-- start Data excerpts --
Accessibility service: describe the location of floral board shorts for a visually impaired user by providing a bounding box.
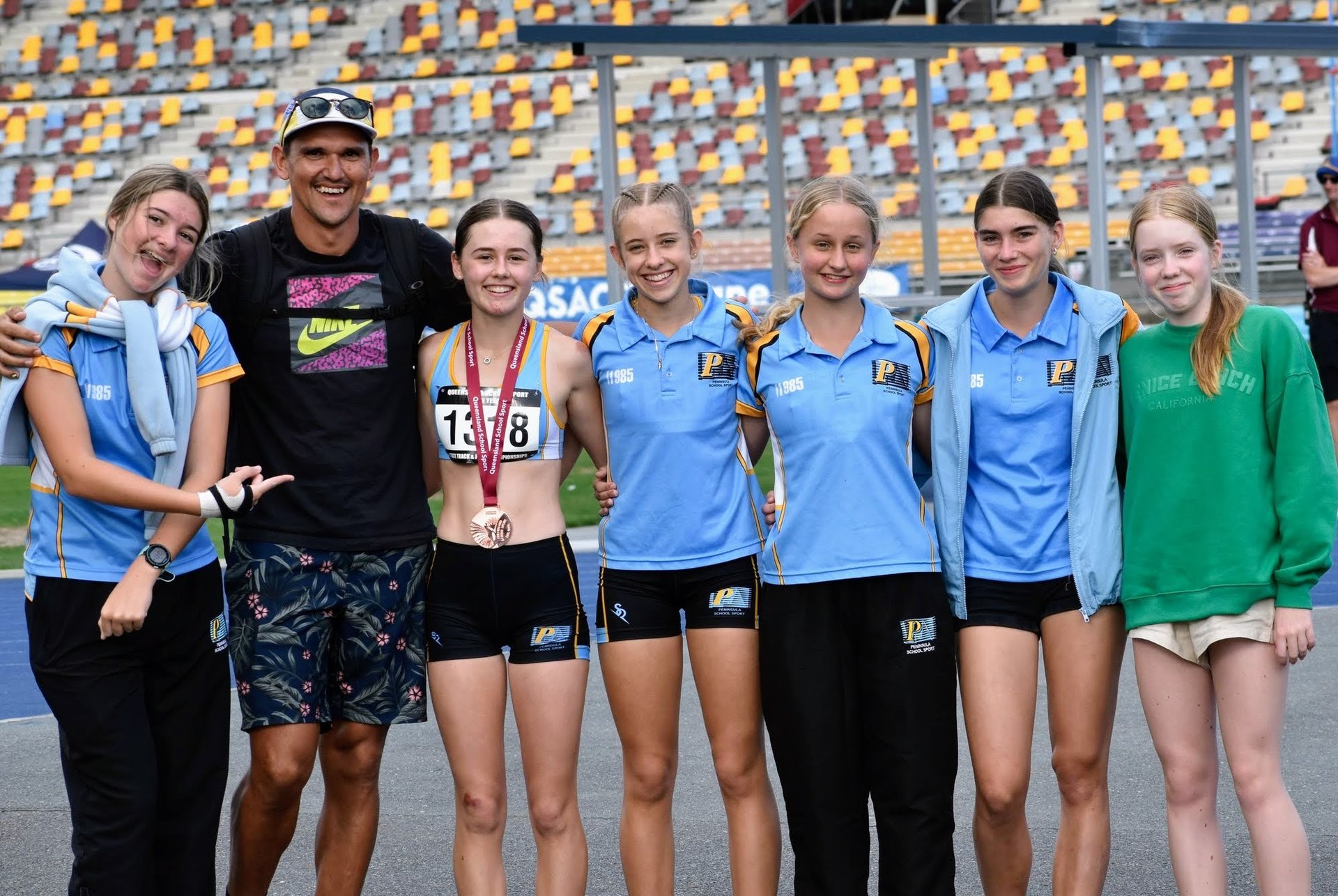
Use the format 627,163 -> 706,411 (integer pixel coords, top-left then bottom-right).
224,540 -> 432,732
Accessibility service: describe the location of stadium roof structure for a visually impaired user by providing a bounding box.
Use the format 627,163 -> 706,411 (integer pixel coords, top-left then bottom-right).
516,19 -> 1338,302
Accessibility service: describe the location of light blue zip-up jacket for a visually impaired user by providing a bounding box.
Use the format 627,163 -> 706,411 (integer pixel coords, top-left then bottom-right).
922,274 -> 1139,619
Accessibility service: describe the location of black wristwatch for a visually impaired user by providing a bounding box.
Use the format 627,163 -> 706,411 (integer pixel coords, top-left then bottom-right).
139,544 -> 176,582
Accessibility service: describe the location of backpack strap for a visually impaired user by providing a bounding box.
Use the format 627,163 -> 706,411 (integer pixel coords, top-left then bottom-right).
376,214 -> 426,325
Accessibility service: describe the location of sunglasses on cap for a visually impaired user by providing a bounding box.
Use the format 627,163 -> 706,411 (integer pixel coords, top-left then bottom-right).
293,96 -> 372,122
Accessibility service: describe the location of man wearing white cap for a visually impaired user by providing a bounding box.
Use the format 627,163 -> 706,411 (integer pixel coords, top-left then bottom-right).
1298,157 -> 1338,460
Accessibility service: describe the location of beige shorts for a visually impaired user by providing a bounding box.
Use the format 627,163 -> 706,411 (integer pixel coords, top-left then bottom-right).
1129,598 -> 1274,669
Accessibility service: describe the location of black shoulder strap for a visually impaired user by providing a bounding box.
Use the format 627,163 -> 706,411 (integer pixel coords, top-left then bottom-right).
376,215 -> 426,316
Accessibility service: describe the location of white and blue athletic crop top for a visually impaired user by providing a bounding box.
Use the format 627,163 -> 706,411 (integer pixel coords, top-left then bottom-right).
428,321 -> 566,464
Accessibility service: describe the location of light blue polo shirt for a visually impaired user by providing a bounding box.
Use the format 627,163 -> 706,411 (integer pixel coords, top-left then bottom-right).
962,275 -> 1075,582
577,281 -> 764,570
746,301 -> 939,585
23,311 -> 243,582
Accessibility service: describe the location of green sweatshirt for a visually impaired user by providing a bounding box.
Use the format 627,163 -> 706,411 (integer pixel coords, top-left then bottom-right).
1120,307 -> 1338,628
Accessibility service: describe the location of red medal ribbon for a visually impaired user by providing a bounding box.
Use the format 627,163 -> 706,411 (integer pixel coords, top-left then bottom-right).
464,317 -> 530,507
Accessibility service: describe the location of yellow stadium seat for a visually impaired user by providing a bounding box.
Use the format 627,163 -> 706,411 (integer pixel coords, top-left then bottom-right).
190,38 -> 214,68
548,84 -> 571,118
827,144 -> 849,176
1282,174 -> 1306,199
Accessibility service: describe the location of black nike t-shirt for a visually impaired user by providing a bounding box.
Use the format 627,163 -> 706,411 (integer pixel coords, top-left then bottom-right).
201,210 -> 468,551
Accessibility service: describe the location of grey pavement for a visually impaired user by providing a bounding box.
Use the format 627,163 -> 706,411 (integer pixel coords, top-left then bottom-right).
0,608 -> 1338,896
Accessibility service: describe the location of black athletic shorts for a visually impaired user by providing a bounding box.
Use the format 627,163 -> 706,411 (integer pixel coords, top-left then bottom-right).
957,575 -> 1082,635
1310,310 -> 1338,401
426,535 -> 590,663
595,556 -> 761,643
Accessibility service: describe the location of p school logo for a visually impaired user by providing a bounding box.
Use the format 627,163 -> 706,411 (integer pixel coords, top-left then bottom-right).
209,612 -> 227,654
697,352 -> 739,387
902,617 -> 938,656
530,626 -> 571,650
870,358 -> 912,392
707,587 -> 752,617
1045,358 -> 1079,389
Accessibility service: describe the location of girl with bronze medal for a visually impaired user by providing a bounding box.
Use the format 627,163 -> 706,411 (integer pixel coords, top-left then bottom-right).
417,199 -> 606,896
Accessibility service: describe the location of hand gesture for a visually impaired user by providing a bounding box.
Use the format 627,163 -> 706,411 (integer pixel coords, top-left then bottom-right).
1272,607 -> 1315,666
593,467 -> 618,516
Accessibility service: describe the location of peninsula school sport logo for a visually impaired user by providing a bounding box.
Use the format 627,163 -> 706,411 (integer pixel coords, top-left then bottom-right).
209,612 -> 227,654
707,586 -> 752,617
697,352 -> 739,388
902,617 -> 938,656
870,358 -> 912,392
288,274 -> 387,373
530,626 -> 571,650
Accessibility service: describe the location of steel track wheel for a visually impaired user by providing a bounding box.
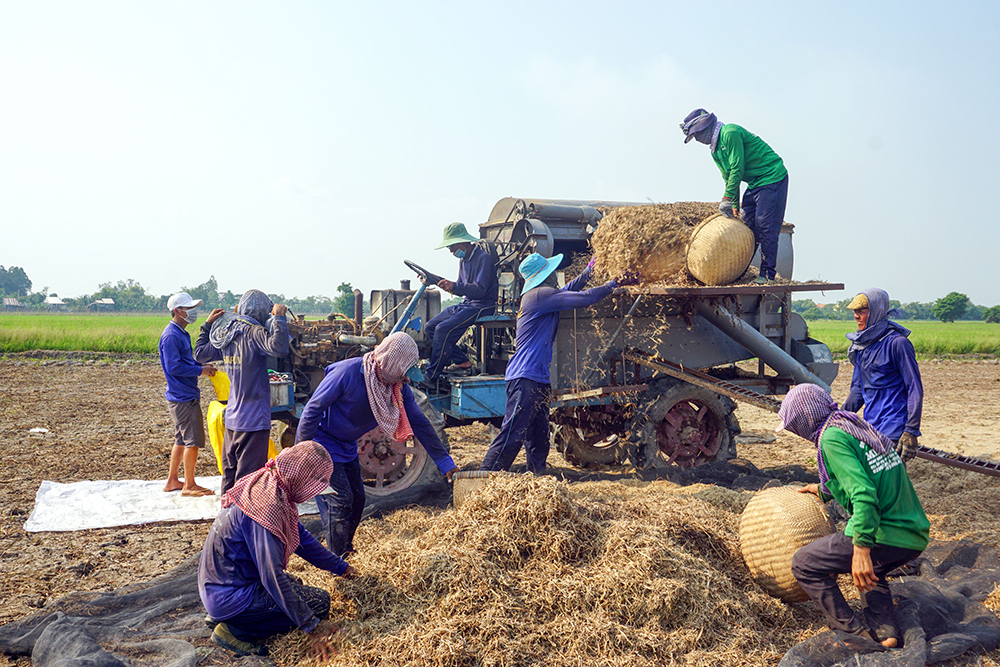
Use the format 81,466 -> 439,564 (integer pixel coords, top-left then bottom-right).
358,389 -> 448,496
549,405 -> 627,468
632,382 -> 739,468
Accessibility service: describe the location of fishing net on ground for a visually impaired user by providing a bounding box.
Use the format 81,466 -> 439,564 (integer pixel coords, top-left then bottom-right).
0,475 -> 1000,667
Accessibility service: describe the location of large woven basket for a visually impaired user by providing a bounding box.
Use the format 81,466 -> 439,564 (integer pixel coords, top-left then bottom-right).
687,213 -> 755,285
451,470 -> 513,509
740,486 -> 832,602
-- end Data excerpts --
> What is being asked
Reproduce the listing from the line containing "Accessibility service: describe the location of girl" up to and including the line containing "593,467 -> 618,516", substituting "raised hand" for "hand gesture" and leaving all other text unchanged.

> Output
Accessibility service: describe the location of girl with bronze medal for a visually impaired user by providing a bounding box.
Use the format 627,163 -> 706,411 (integer pixel coords, top-left then bottom-right).
417,199 -> 606,896
Accessibility service: describe the location of raised hand for a visually impaired user by providing a bounding box.
Use the format 627,163 -> 706,411 (integer pixel coords, top-left then bottom-right).
1272,607 -> 1315,666
593,467 -> 618,516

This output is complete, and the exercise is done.